**Work to be completed**
Copy out all of the data exactly as it appears.

Some records
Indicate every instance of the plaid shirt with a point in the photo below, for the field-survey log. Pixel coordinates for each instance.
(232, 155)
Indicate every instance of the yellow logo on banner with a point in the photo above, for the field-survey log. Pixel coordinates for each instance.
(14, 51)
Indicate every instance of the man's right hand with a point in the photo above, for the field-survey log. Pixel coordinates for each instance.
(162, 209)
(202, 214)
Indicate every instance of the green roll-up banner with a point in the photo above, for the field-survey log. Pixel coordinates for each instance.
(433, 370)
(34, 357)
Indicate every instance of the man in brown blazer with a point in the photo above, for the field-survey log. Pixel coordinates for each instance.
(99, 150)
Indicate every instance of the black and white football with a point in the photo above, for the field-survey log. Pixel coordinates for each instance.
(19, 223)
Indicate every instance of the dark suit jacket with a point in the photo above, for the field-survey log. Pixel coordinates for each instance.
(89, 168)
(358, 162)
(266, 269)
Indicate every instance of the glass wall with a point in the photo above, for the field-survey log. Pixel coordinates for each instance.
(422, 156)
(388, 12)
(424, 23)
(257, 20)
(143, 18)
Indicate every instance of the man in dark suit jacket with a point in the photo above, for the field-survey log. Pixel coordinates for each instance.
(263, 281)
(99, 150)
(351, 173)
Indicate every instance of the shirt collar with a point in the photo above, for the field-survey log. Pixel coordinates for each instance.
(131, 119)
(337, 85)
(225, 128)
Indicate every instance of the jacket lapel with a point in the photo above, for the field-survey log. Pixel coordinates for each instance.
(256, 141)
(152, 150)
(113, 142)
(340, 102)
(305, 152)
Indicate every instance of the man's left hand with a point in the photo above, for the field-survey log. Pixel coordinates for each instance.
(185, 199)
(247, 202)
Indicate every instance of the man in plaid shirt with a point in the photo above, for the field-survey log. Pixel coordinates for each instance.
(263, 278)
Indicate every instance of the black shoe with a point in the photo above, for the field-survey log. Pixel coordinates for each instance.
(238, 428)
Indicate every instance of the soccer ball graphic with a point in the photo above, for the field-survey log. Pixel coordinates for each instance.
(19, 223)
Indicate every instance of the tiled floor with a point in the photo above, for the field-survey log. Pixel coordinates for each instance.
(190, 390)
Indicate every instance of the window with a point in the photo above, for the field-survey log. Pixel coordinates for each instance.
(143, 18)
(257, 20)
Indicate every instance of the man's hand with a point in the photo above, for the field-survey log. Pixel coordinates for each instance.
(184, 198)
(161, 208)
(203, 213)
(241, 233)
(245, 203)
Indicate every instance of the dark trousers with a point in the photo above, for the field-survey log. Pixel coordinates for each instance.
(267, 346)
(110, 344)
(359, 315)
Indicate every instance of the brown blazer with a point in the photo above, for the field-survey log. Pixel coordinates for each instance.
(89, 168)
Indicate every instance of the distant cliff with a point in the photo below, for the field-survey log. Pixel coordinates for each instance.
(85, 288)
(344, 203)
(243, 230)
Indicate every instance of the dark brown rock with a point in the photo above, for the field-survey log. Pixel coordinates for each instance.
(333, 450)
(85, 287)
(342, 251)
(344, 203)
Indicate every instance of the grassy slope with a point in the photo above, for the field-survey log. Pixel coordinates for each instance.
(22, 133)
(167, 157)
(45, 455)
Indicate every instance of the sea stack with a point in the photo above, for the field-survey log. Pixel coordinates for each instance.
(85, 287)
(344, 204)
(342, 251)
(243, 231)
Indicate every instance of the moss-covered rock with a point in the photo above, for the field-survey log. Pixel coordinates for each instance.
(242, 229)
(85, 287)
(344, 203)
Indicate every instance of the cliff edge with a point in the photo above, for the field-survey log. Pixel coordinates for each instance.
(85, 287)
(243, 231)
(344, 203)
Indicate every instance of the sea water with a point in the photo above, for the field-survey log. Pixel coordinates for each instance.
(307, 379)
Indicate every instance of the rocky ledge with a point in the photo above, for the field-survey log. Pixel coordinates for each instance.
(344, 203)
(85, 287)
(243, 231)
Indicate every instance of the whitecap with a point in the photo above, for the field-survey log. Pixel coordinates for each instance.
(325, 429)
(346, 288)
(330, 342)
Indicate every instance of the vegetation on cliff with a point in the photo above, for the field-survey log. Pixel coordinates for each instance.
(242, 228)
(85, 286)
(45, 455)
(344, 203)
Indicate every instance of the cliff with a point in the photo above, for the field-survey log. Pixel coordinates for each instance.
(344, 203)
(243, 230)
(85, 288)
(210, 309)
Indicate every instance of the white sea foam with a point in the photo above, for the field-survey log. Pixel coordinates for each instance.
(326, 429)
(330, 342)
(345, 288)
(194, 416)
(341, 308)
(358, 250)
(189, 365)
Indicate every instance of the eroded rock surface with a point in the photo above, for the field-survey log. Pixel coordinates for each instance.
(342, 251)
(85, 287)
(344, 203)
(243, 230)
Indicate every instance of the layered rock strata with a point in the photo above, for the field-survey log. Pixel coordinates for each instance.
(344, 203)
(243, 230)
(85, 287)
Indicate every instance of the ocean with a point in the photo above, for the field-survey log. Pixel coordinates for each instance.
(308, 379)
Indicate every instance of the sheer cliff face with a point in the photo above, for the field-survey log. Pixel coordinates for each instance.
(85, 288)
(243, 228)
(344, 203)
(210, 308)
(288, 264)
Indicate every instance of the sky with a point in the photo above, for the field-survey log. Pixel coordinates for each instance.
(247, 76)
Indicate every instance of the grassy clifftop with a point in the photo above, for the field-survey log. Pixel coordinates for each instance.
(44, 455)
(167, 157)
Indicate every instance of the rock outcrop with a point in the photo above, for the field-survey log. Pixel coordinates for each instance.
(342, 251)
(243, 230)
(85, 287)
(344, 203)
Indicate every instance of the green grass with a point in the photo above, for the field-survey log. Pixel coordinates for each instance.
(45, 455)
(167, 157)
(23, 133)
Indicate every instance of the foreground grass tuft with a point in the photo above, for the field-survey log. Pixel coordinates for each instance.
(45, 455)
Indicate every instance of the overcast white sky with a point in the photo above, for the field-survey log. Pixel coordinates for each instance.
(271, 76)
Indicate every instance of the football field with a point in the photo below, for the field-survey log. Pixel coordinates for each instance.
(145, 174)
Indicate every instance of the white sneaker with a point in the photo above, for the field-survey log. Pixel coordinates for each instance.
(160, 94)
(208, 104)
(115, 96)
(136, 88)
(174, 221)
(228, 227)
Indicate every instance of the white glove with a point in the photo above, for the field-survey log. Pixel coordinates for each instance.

**Result below**
Indicate every instance of the plaid shirt with a point in the photo below, for the field-survey log. Pixel coordinates for each instance.
(232, 155)
Indicate every instance of the yellow logo on banner with a point in the photo above, for the field-survey log. Pixel coordinates for each instance.
(14, 51)
Indicate every instance of the man's right hand with a point in the photo above, for the field-survey log. Pixel coordinates for each instance.
(162, 209)
(202, 214)
Indicate every instance of the green roll-up banner with a point in the photo above, for the field-survey log. Pixel coordinates for each instance.
(433, 370)
(34, 357)
Indicate every instance of the man in brown blazer with a point in the photo above, for the field-survey log. Pixel coordinates for each instance.
(99, 150)
Indicate every instance of the black and white football with a point in the photo above, for the field-survey log. Pixel coordinates for each instance.
(19, 223)
Indicate every instance of the dark suit jacket with a point in the photo above, for the field-survey log. Pixel coordinates for each instance.
(89, 168)
(358, 162)
(266, 269)
Indicate every instance of the glass wall with a point in the photo above, for the field-survey log. Pixel coordinates for each instance.
(422, 156)
(388, 12)
(424, 23)
(257, 20)
(143, 18)
Indicate every instance of the man in dark suit jacket with a point in the photo above, for the field-survey log. Pixel coordinates for each instance.
(263, 281)
(99, 150)
(351, 173)
Indicate every instance of the shirt collar with a point in the photo above, for the field-survey log. Pixel coordinates for each instance.
(131, 119)
(337, 85)
(225, 128)
Indicate every instance of the jacket lapel with a point in the photo above, for the field-survey log. Pixel coordinates for each instance.
(256, 141)
(152, 150)
(113, 142)
(340, 102)
(305, 152)
Indicate every instance of the man's left hand with a point in the photo above, for the field-survey log. Pixel coordinates for each instance.
(185, 199)
(247, 202)
Indicate every instance of the man in plaid shirt with a point in the photo above, for the field-survey log. Pixel coordinates for each instance.
(263, 278)
Indicate every instance of the black shoe with a point in the photo above, for the field-survey log. Pixel coordinates for each instance.
(238, 428)
Indicate every instance of the soccer ball graphic with a point in the photo above, for the field-survey log. Pixel coordinates for each instance.
(19, 223)
Indicate every instance of the tiled floor with a point in the photo above, for the field-survey log. Pixel coordinates for each instance.
(190, 390)
Indicate every instance of the window with a point in the photo above, for the field-survey log. Pixel coordinates for each instance.
(143, 18)
(257, 20)
Indicate every instance of the man's hand with a point in the photo above, for the field-survey log. Pixel coordinates for each instance.
(184, 198)
(161, 208)
(203, 213)
(241, 233)
(245, 203)
Indicate every instance of the dark trousers with a point in the photo above, for the field-survey log. Pixel coordinates for each instance.
(267, 346)
(110, 344)
(359, 315)
Indicate every instance of the brown blazer with a point in the photo above, for the field-survey log. Pixel coordinates for each instance.
(89, 168)
Indicate every instance of the distant cliff with a point in the photo below, for the field-survey log. Pixel coordinates for each instance.
(85, 288)
(344, 203)
(243, 230)
Indicate every instance of the dark brown rock with a point in the photo above, for the field-survey log. Pixel coordinates for each instance.
(333, 450)
(85, 287)
(342, 251)
(344, 203)
Indicate every instance of the grassy slope with a point in the photo above, for the field-survey log. Pixel coordinates for each instance.
(22, 133)
(167, 157)
(45, 455)
Indicate every instance of the sea stack with a point in the photo above, for the field-survey log. Pixel coordinates for each instance.
(85, 287)
(344, 204)
(342, 251)
(243, 231)
Indicate every instance of the moss-covered rock with a point in the photo above, for the field-survey log. Pixel coordinates for each instance.
(242, 229)
(85, 287)
(344, 203)
Indicate every instance of the cliff edge with a point in the photo above, for the field-survey log. Pixel coordinates for each instance.
(85, 287)
(243, 231)
(344, 203)
Indicate every instance of the sea water with a point in the photo above, for the field-survey log. Pixel coordinates for each instance.
(307, 379)
Indicate every instance of the rocky ledge with a point in the photo above, for the field-survey log. Pixel coordinates for each instance.
(344, 203)
(85, 287)
(243, 231)
Indicate every instance of the whitecap with a point in the photo above, for the field-survey log. Pixel coordinates for each instance.
(325, 429)
(346, 288)
(330, 342)
Indicate every instance of the vegetation on cliff with a point in the photo above, for the field-survey log. Pixel coordinates for each instance.
(242, 228)
(85, 286)
(45, 455)
(344, 203)
Indicate every instance of the cliff with a point in the photo above, for the field-survey log. Pixel coordinates for each instance.
(344, 203)
(243, 230)
(85, 288)
(210, 309)
Indicate every instance of the white sea foam with a point in the photo above, for the field-survey log. Pixel coordinates for each instance.
(326, 429)
(330, 342)
(345, 288)
(194, 416)
(341, 308)
(358, 250)
(189, 365)
Indicate every instance of the eroded rock surface with a point in the photo above, for the field-survey log. Pixel coordinates for each instance.
(342, 251)
(85, 287)
(344, 203)
(243, 230)
Indicate every instance of the layered rock strata with a point in the photo above, for the field-survey log. Pixel coordinates for each instance.
(344, 203)
(243, 230)
(85, 287)
Indicate every instance of the ocean with a point in the photo above, for the field-survey log. Pixel coordinates for each instance.
(308, 379)
Indicate every instance of the sheer cliff face with a point in the photo above, for the field-survey log. Pixel coordinates for each instance.
(85, 288)
(243, 228)
(344, 203)
(210, 308)
(288, 264)
Indicate every instance of the sky with a point in the photo above, for the field-survey log. Pixel coordinates for each instance.
(247, 76)
Indicate every instance of the grassy clifftop with a point in the photo above, for the field-survey log. Pixel coordinates for each instance.
(44, 455)
(167, 157)
Indicate every instance of the rock outcrop with a point in the photo above, for the field-survey log. Pixel coordinates for each instance.
(342, 251)
(243, 230)
(85, 287)
(344, 203)
Indicate every instance of the green grass with a point in the photo above, for the field-survey log. Pixel coordinates for each instance.
(45, 455)
(167, 157)
(23, 133)
Indicate every instance of the foreground grass tuft with a point in the photo above, for the field-survey log. Pixel coordinates for each instance.
(45, 455)
Indicate every instance of the overcast white sky with a point in the photo above, for the field-survey log. Pixel coordinates for each instance.
(271, 76)
Indicate every instance of the football field with a point in the photo below, for the field-survey log. Pixel coordinates for each instance.
(145, 174)
Indicate every instance of the white sneaker with a point in the photo above, for the field-survey log. Pixel coordinates for each instance.
(160, 94)
(208, 104)
(115, 96)
(136, 88)
(174, 221)
(228, 227)
Indicate every instance of the white glove with a point in the photo above, for the field-survey log. Pixel coordinates for each instance.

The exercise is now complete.